**ZADANIA PISEMNE:**
**1)** Gdzie, według tekstu o zamachu na Roberta Kennedy'ego, wygłosił on mowę 5 czerwca 1968 roku?
**2)** Proszę zastąpić "Los Angeles" wyrażeniem "San Francisco" i przytoczyć fragment tekstu o zamachu na Roberta Kennedy'ego, począwszy od "W 1968 roku" i dalej aż do "ze Stanisławem Pruszyńskim.".
**3)** Proszę kontynuować tekst o zamachu na Roberta Kennedy'ego od miejsca, w którym się urywa.

**ZAŁĄCZONY TEKST:**
-------

Zapomniana taśma polskiego dziennikarza z zamachu na Kennedy'ego. Rzuca nowe światło na zabójstwo

Bartosz Świderski
Redakcja "Focusa" przeprowadziła wywiad ze Stanisławem Pruszyńskim - polskim dziennikarzem, który 53 lata temu przypadkiem zarejestrował na taśmie zabójstwo kandydata na prezydenta Roberta Kennedy'ego. Jego nagranie, rzucające nowe światło na wydarzenia, zostało lata później zaanektowane przez CIA.
Robert F. Kennedy w styczniu 1964 roku, na cztery lata przed tragiczną śmiercią fot. Wikimedia Commons / domena publiczna
Robert Kennedy był młodszym bratem zastrzelonego w 1963 roku prezydenta Johna F. Kennedy'ego.

W 1968 roku ogłosił, że ma zamiar wystartować w zbliżających się wyborach prezydenckich.

Choć początkowo nikt nie dawał zaledwie 43-letniemu senatorowi ze stanu Nowy Jork większych szans, szybko okazało się, że porywa tłumy, nie bez udziału swoich bardzo liberalnych jak na owe czasy poglądów i walce o prawa człowieka (dokonał m.in. największej desegregacji rasowej administracji w historii Kapitolu i to mimo że Afroamerykanie nie mieli jeszcze pełni praw obywatelskich).
5 czerwca 1968 Robert Kennedy świętował oficjalne ogłoszenie go kandydatem Partii Demokratycznej. Wygłosił z tej okazji mowę w hotelu Ambassador w Los Angeles. Tam jego drogi na krótko przecięły się ze Stanisławem Pruszyńskim.

-------

**WIERSZE DANYCH:**
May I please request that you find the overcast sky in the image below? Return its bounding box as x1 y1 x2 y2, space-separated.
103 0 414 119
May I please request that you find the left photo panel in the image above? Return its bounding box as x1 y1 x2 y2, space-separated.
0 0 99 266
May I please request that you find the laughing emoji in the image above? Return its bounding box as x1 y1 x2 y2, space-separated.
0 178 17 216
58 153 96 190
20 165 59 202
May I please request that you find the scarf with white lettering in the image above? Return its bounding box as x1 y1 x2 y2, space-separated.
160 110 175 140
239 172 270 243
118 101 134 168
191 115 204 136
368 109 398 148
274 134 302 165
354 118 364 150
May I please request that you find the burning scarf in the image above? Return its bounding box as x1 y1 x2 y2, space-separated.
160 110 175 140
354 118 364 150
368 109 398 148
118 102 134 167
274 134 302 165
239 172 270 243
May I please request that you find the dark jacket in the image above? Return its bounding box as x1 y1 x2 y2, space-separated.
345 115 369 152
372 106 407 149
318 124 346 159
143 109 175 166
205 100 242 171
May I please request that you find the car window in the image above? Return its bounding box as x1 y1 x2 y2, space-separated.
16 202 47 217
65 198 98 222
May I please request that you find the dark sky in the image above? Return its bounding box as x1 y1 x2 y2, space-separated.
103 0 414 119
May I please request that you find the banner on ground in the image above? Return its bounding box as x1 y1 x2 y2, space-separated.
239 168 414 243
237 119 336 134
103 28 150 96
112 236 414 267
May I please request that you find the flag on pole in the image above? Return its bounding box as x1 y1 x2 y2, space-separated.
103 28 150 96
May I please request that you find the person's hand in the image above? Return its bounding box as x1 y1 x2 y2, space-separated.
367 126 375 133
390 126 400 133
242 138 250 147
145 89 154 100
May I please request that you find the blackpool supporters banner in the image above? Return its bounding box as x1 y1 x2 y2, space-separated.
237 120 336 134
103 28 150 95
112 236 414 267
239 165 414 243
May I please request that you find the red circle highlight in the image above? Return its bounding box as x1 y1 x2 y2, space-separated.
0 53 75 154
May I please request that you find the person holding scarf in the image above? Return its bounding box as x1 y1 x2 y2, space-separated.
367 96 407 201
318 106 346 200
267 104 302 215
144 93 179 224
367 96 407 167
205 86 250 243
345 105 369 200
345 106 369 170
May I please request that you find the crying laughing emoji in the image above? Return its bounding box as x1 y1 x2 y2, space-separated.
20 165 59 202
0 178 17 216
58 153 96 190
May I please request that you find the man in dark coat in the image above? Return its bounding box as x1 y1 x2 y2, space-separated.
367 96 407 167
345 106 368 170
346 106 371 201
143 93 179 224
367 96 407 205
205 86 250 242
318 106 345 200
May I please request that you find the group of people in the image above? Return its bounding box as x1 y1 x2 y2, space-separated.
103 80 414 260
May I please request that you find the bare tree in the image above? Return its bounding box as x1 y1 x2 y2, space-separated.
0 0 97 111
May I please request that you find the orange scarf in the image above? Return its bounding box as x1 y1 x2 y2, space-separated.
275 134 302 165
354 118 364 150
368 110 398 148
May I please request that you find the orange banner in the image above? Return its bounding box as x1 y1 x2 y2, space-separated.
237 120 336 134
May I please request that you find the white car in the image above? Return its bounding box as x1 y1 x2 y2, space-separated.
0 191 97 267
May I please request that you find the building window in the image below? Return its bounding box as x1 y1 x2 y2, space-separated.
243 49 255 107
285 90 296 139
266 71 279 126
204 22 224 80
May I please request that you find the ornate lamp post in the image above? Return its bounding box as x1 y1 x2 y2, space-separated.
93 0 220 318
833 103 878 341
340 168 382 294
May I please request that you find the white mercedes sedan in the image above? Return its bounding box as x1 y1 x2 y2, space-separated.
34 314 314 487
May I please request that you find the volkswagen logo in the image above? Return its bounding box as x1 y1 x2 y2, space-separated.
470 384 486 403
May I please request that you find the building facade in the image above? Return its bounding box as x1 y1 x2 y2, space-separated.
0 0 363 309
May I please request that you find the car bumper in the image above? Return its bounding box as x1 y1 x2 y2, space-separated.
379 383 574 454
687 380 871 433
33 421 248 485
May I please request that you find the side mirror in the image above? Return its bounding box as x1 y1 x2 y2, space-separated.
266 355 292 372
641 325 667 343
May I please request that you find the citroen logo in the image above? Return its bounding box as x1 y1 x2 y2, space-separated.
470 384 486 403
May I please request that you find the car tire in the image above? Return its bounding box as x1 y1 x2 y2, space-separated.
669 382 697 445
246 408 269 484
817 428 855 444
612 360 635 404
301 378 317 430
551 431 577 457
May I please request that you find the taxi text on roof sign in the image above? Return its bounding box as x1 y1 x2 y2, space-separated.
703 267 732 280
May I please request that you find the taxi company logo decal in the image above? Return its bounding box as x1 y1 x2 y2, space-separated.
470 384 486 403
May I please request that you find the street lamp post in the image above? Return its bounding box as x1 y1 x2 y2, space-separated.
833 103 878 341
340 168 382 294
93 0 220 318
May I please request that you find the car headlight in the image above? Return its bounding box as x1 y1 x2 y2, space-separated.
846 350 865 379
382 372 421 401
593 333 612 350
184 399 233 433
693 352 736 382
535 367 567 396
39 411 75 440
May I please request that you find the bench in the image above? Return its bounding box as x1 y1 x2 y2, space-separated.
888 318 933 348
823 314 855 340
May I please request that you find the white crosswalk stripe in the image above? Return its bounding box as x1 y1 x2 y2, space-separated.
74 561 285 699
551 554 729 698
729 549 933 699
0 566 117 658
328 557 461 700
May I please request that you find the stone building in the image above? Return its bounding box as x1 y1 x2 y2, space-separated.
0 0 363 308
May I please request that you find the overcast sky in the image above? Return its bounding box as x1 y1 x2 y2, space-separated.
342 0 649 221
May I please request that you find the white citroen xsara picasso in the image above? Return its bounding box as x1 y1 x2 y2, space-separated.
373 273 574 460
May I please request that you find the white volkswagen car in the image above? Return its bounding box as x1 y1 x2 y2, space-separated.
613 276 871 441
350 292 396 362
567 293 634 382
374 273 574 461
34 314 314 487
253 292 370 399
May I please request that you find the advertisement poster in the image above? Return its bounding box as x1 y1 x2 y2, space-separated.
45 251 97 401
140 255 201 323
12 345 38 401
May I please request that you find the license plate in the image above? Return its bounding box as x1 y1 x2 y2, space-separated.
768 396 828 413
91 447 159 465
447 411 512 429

-------

**ROZWIĄZANE ZADANIA:**
**1)** W hotelu Ambassador w Los Angeles.

**2)**
W 1968 roku ogłosił, że ma zamiar wystartować w zbliżających się wyborach prezydenckich.

Choć początkowo nikt nie dawał zaledwie 43-letniemu senatorowi ze stanu Nowy Jork większych szans, szybko okazało się, że porywa tłumy, nie bez udziału swoich bardzo liberalnych jak na owe czasy poglądów i walce o prawa człowieka (dokonał m.in. największej desegregacji rasowej administracji w historii Kapitolu i to mimo że Afroamerykanie nie mieli jeszcze pełni praw obywatelskich).
5 czerwca 1968 Robert Kennedy świętował oficjalne ogłoszenie go kandydatem Partii Demokratycznej. Wygłosił z tej okazji mowę w hotelu Ambassador w San Francisco. Tam jego drogi na krótko przecięły się ze Stanisławem Pruszyńskim.

**3)**
33-letni wówczas dziennikarz, syn Ksawerego Pruszyńskiego - również dziennikarza, a także prawnika i bohatera II wojny światowej - od czterech lat mieszkał w Kanadzie i był korespondentem "Montreal Gazette", która wysłała go na materiał do Los Angeles.

Po przemówieniu Kennedy'ego, Pruszyński zabrał z mównicy swój magnetofon, jednak nie wyłączył nagrywania. Następnie, podobnie jak inne osoby zgromadzone w hotelu, udał się w ślad za kandydatem na prezydenta Stanów Zjednoczonych.

"Nie szliśmy szybko, bo tam była chmara ludzi. Zamach nastąpił jakieś kilkadziesiąt sekund później. Nawet nie słyszałem strzału – hałas był straszny, w sali było jeszcze trzysta-czterysta osób" - relacjonuje Pruszyński redaktorowi Adamowi Węgłowskiemu z Focus.pl przebieg zdarzeń.

Mimo że część osób zaczęła uciekać, Pruszyńskiemu nie przyszło do głowy, że doszło do zamachu, dlatego podszedł bliżej. Zauważył Kennedy'ego leżącego na ziemi i obezwładnianego przez ochroniarza Sirhana Sirhana, który strzelał.

W rozmowie z Focus.pl Stanisław Pruszyński wspomina, że w Stanach nie mówiło się wówczas, że Sirhan jest Palestyńczykiem, jako że legitymował się paszportem Jordanii. Tak też przedstawiały go media. Taśma Pruszyńskiego zawierała dowody, że w hotelu Ambassador mogła strzelać więcej niż jedna osoba, jednak dziennikarz długo nie zdawał sobie z tego sprawy.

"W jakiś sposób dowiedziało się o mnie FBI i pewnego dnia przyszli do mnie kanadyjscy policjanci z pytaniem, czy mógłbym pożyczyć im tę taśmę. To był chyba grudzień 1968 roku. Odpowiedziałem, że nie ma problemu. Potem tę taśmę mi zwrócili. Więc kiedy jakieś dziesięć lat temu zadzwonił w jej sprawie facet z CNN, odpowiedziałem: O, mam ją gdzieś w pudle”. Ale tam jej nie było. Co się stało, nie wiem" - relacjonuje Pruszyński dalsze losy swojego nagrania w rozmowie z Focus.pl.

Czy Sirhan Sirhan, który odsiaduje karę dożywocia, działał sam, do dziś nie wiadomo. Nagranie Pruszyńskiego jest jednak dowodem, że feralnej nocy w hotelu Ambassador w Los Angeles strzelało najprawdopodobniej kilka osób.

Stanisław Pruszyński w 1992 roku przeprowadził się do Polski. Obecnie 85-latek mieszka w Warszawie.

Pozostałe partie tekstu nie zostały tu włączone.